(Exercise set)
A – In the dive blog, what was the source of the fibre optic bundle used for the recording indicator?
B – Please carry on the dive blog from its last sentence.

Tuesday, 29 July 2008

Drysuit has returned


All fixed now hopefully. Seatec were very apologetic, paid for postage and re-glued the wrist seal very quickly.

Now to test it out in the coldest water this year. 10c in my semidry was not fun last Thursday. Brrrr!



This is Jan measuring her beloved hydroids at Popes Eye.

Sunday, 13 July 2008

Drysuit repairs


I'm really not happy about this.

The drysuit has just returned from Seatec in Sydney for replacement of neck and wrist seals and general checkup. It took 6 weeks to come back to me and this happened on the second dive.

The seam has just peeled open. No torn neoprene, just glue letting go.

I'm waiting for Seatec's reply.

Sunday, 6 July 2008

Macro at Blairgowrie


Recent gale and even storm force winds have restricted diving and the water temperature is in free fall. Down to 11c now.

However calm conditions on Friday meant we could head over to Blairgowrie to look for nudibranchs and the soon-to-be-named hydroid.

I was armed with the 60mm macro and naturally found a good wide angle subject as soon as I flopped out of the boat. This small keeled octopus hung around for just long enough to get a few shots. Lighting was difficult due to poor vis, strong current and lack of contrast between octopus and sand.

Here are some more shots of hydroids and nudis.

Sunday, 15 June 2008

Fibre Optic recording indicator


Here are the latest tweaks to the Stingray housing.

The previous magnet record switch was somewhat unreliable due to alignment and flexing issues. It was also very difficult to hear the camera beeps so I was never really sure whether it was recording.

Handles and a flexible loc-line strobe arm have been added.

The magnetic switch now works by pushing or repelling a "finger" through the housing-back and I have added a fibre optic "light pipe" so I can see when the red record indicator appears on the LCD screen. This fibre optic bundle comes from a $10 fibre optic lamp found at Toy Kingdom in Geelong West.

More photos here

Thursday, 5 June 2008

Magnetic record switch

Here's what I came up with to stop and start recording underwater. The magnets came from Jaycar, a magnetic handy strip for less than $15. This plastic hanging strip contains about 8 magnets encased in a long plastic strip which can be cut to length.

An external magnet attracts the internal magnet operating the right angled lever. More photos here.
Works like a charm, if everything lines up properly.

The camera beeps to let me know if it's starting or stopping record mode.

Tuesday, 27 May 2008

UK light cannon 100 as video light

I adapted a stingray housing to fit my Canon MVX430 DV camera, which worked pretty well, but it really needed a video light.

These excellent HID dive torches are available for around $300 posted on ebay from lightcannontoys

Here is a 5 min video from Cottage Reef showing the Light Cannon in action.

I'm now working on a magnet switch to operate the record button while underwater. At the moment I have to start recording before the dive and just let it run for 1 hr. Makes editing a pain.

Thursday, 22 May 2008

Photo book

After my sister Viv suggested we create photo books instead of buying presents for Christmas, what a brilliant idea, I started looking around at what was available.

Photo books are offered at most printing outlets now like Camera House, Office Works etc.

The business I decided to try was Snapfish
You go to the website, create an account and upload your images, then start laying out the book.

As a first trial I created a 10 page, that's 20 sides, A4 hardback book choosing a variety of image sizes and backgrounds.

(Information provided)
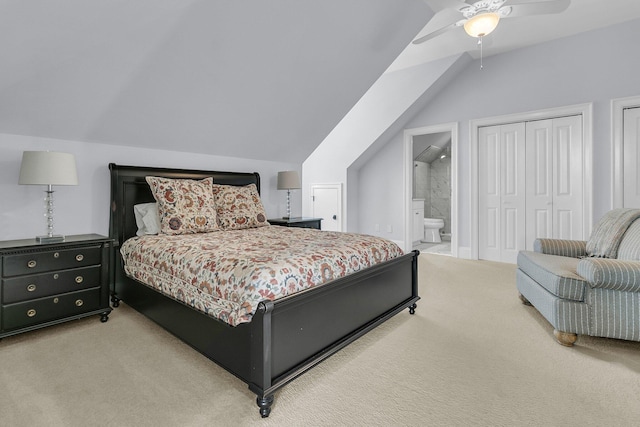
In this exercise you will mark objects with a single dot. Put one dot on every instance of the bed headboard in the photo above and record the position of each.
(129, 187)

(Answer list)
A – A $10 fibre optic lamp found at Toy Kingdom in Geelong West.

B –
The book arrived less than a week later and I was amazed at the printing quality. The images looked just like they did on my iMac screen and were printed using proper publishing quality offset printing. Just beautiful!

The book cost $39.95 with about $5 post. If you order more than one at a time the subsequent copies are 20% off.
I'm now trying a 20"x16" poster print to check their normal printing quality....watch this space.

Sunday, 6 April 2008

+4 dioptre investigation


Flickr contact Rikke Lind commented that it would be interesting to see a comparison of DOF, zoom level etc. with and without the +4 dioptre and I had to agree. I have always wondered whether dioptres actually magnify or just allow closer focus, so here's a series of images showing what happens.

The tests show that adding a +4 dioptre.......

Set focus of 1m reduces to 38cm and Infinity changes to 39cm.
Closest focus of 24cm reduces to 22cm, giving 1.44x mag.
So the focus range Infinity - 24cm changes to 39 - 22cm. Interesting, I thought the closest focus would be a lot closer not just by 2cm.

If the camera stays in one spot, the +4 gives a little bit of magnification, resulting in slightly reduced depth of field,
But if the camera is moved back to keep the image size constant then the depth of field is not reduced.
Note: Depth of field only depends on image magnification, (and aperture and sensor size) not which lens you use.

At 18mm zoom, aperture 3.5, the +4 changes barrel distortion into pincushion distortion and reduces corner blur and vignetting! Didn't expect that.



The reason we use dioptres underwater is mainly to enable your lens to focus on the virtual image created by the dome port, many lenses cant focus close enough on their own.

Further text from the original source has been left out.